A run of records:
—————
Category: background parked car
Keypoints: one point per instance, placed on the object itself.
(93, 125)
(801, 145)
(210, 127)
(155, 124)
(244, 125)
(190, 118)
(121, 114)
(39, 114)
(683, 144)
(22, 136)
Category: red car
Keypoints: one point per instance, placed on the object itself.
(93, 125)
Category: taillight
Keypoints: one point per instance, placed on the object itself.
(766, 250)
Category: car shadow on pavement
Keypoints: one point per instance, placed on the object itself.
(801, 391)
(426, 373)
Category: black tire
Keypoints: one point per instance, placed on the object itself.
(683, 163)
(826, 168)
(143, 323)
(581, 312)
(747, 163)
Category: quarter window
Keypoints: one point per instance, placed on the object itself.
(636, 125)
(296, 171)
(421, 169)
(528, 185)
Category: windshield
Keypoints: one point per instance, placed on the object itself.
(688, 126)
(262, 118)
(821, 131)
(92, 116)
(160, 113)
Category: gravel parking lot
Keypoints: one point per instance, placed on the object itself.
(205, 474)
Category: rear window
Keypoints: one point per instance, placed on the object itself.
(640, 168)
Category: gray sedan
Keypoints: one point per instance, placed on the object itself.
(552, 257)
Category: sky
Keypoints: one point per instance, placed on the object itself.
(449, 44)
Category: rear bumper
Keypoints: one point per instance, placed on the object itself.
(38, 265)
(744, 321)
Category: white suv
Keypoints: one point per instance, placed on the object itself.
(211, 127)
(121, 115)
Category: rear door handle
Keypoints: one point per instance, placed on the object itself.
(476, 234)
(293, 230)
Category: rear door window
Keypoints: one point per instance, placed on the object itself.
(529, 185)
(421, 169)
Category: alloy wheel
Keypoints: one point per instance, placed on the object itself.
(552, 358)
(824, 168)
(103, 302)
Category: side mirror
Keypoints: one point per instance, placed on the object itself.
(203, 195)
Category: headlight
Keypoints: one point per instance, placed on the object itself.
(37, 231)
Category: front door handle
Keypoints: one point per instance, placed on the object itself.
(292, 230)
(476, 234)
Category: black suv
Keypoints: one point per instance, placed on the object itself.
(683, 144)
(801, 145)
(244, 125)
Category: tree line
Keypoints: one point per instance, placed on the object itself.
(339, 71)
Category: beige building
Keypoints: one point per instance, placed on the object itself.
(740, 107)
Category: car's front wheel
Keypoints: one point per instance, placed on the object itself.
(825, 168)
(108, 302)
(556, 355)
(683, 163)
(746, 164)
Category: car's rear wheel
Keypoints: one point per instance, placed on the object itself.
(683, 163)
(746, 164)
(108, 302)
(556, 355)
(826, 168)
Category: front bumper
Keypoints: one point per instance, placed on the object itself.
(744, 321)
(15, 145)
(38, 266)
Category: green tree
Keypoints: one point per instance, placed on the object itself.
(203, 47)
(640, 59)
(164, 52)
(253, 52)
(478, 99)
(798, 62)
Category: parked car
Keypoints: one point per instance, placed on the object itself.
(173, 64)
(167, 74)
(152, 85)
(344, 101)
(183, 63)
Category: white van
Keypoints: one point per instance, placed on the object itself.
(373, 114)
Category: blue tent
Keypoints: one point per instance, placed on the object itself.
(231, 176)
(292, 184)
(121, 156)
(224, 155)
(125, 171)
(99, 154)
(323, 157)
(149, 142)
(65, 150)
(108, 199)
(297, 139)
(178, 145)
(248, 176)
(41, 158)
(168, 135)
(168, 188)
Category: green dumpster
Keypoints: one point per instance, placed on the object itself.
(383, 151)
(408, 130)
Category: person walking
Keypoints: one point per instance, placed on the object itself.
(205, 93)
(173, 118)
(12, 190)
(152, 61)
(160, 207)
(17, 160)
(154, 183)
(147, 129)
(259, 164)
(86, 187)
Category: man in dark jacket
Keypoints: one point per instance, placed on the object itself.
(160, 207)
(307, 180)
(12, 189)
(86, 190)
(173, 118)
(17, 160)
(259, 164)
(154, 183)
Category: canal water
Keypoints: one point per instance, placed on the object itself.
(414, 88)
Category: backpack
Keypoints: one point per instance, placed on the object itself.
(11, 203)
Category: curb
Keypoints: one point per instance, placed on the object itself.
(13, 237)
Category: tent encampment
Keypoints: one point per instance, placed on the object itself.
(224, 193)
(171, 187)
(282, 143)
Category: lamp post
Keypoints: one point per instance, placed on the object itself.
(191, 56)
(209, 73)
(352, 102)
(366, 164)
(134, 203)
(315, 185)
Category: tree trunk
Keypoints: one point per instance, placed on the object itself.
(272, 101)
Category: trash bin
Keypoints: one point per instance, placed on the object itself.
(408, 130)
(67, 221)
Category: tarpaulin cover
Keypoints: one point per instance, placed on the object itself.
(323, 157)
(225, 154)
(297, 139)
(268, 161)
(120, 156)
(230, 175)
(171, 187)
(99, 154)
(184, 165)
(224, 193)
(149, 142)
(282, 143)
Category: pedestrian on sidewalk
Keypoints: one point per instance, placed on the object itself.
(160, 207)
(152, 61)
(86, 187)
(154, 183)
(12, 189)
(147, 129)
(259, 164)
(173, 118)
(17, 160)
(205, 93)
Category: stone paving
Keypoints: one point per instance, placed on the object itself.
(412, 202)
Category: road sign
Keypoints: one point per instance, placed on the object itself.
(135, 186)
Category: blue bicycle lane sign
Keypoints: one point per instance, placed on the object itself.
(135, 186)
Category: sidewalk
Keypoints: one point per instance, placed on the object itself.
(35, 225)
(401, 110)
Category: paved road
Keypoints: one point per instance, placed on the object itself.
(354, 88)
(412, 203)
—————
● **Aim of the exercise**
Rewrite the data above, substituting "Label" for every occurrence of "Category" and leaving everything else unchanged.

● **Answer to this exercise**
Label: background parked car
Keypoints: one point per instance, placed on the object itself.
(93, 125)
(801, 145)
(210, 127)
(155, 124)
(244, 125)
(190, 118)
(121, 114)
(39, 114)
(683, 144)
(22, 136)
Label: red car
Keypoints: one point per instance, placed on the object itself.
(93, 125)
Label: taillight
Keypoints: one point per instance, placed on the object itself.
(766, 250)
Label: car shadow on pavement
Keypoints: one point per instance, placed on the object itself.
(801, 391)
(426, 373)
Label: black tire
Keypoints: one point per instance, placed on the object itself.
(683, 163)
(826, 168)
(143, 323)
(581, 312)
(747, 163)
Label: quarter window
Keypoints: one point per instance, placed on the object itself.
(636, 125)
(296, 171)
(421, 169)
(528, 185)
Label: windshield
Keypoints: one point per instance, placed on the object itself.
(688, 126)
(262, 118)
(821, 131)
(92, 116)
(160, 113)
Label: gravel parking lot
Keypoints: one point per instance, placed on the object itself.
(205, 474)
Label: rear window
Keypoints: one point per instance, placed on the object itself.
(640, 168)
Label: gray sedan
Keypoints: one point per instance, placed on the object itself.
(552, 257)
Label: sky
Keypoints: one point per instance, placed on the object itself.
(449, 44)
Label: rear bumper
Keypoints: one point per instance, placed on the object itself.
(38, 265)
(744, 321)
Label: white suv
Keypoints: one point per instance, placed on the object itself.
(211, 127)
(121, 115)
Label: rear door handle
Keypoints: one point per instance, placed on the object itself.
(476, 234)
(293, 230)
Label: rear door window
Keypoints: one point per instance, placed on the object itself.
(529, 185)
(421, 169)
Label: alloy wheel
Keypoints: one point per instance, placed on the object itself.
(552, 358)
(824, 168)
(103, 302)
Label: side mirror
Keypoints: one point per instance, placed on the object itself.
(203, 195)
Label: headlight
Keypoints: one point per instance, placed on the object itself.
(37, 231)
Label: front door handle
Keypoints: one point per instance, placed on the object itself.
(292, 230)
(476, 234)
Label: black suv
Keypoints: one point per instance, placed on the object itself.
(683, 144)
(801, 145)
(244, 125)
Label: tree line
Keypoints: one point per instance, placed on the object itself.
(339, 71)
Label: beige building
Keypoints: one point per instance, placed on the object itself.
(740, 107)
Label: car's front wheel
Keypoints: one point per instance, placed on the object itself.
(825, 168)
(108, 302)
(556, 355)
(683, 163)
(746, 164)
Label: car's rear wheel
Keypoints: one point per instance, placed on the object itself.
(683, 163)
(746, 164)
(108, 302)
(556, 355)
(826, 168)
Label: front bumper
Keypoints: one point per instance, placed on the object itself.
(744, 321)
(15, 145)
(38, 266)
Label: green tree
Keypoints: one point per instance, placed on the object itself.
(203, 47)
(640, 59)
(164, 52)
(253, 52)
(478, 99)
(798, 62)
Label: parked car
Keypoints: one point per instance, placed on the object itself.
(173, 64)
(167, 74)
(152, 85)
(344, 101)
(183, 63)
Label: white van
Keypoints: one point per instance, placed on the object itself.
(373, 114)
Label: blue tent
Keypoints: one point per instance, placed on the object itself.
(231, 176)
(292, 184)
(121, 156)
(224, 155)
(125, 171)
(99, 154)
(323, 157)
(149, 142)
(65, 150)
(108, 199)
(297, 139)
(178, 145)
(248, 176)
(41, 158)
(168, 135)
(168, 188)
Label: green dumpster
Keypoints: one point per instance, placed on the object itself.
(383, 151)
(408, 130)
Label: person walking
Keypoints: one point per instance, placed on the object itself.
(205, 93)
(173, 118)
(12, 190)
(152, 61)
(160, 207)
(17, 160)
(154, 183)
(147, 129)
(259, 164)
(86, 187)
Label: man in dark jacket
Keypoints: one point per instance, placed on the object itself.
(160, 207)
(307, 180)
(12, 189)
(86, 190)
(173, 118)
(17, 160)
(259, 164)
(154, 183)
Label: canal water
Keypoints: one point per instance, placed on the object itself.
(414, 88)
Label: backpack
Keypoints: one point per instance, placed on the object itself.
(11, 203)
Label: curb
Keypoints: one point per instance, placed on the object itself.
(13, 237)
Label: tent encampment
Keypoints: one point per instance, placed on the object itself.
(224, 193)
(171, 187)
(282, 143)
Label: lamp post
Keypoints: one point per instance, placed on the object itself.
(191, 56)
(209, 73)
(352, 102)
(366, 164)
(134, 203)
(315, 185)
Label: tree trunk
Keypoints: one point per instance, placed on the object itself.
(272, 101)
Label: trash bin
Keypoints: one point per instance, placed on the object itself.
(408, 130)
(67, 221)
Label: tarpaulin cover
Keypoints: one point per instance, placed on the object itself.
(323, 157)
(225, 154)
(297, 139)
(268, 161)
(120, 156)
(230, 175)
(171, 187)
(99, 154)
(184, 165)
(224, 193)
(149, 142)
(282, 143)
Label: pedestrian on sidewalk
Keypoints: one point per instance, placed on the object itself.
(160, 207)
(152, 61)
(86, 187)
(154, 183)
(12, 189)
(147, 129)
(259, 164)
(173, 118)
(17, 160)
(205, 93)
Label: stone paving
Keypoints: one point per instance, placed on the object itself.
(412, 202)
Label: road sign
Keypoints: one point per instance, placed on the object itself.
(135, 186)
Label: blue bicycle lane sign
Keypoints: one point per instance, placed on the object itself.
(135, 186)
Label: sidewalk
Keypoints: one point per instance, placed on the object itself.
(35, 225)
(401, 110)
Label: paved road
Keypoints: one point per instance, placed on the object itself.
(354, 88)
(412, 203)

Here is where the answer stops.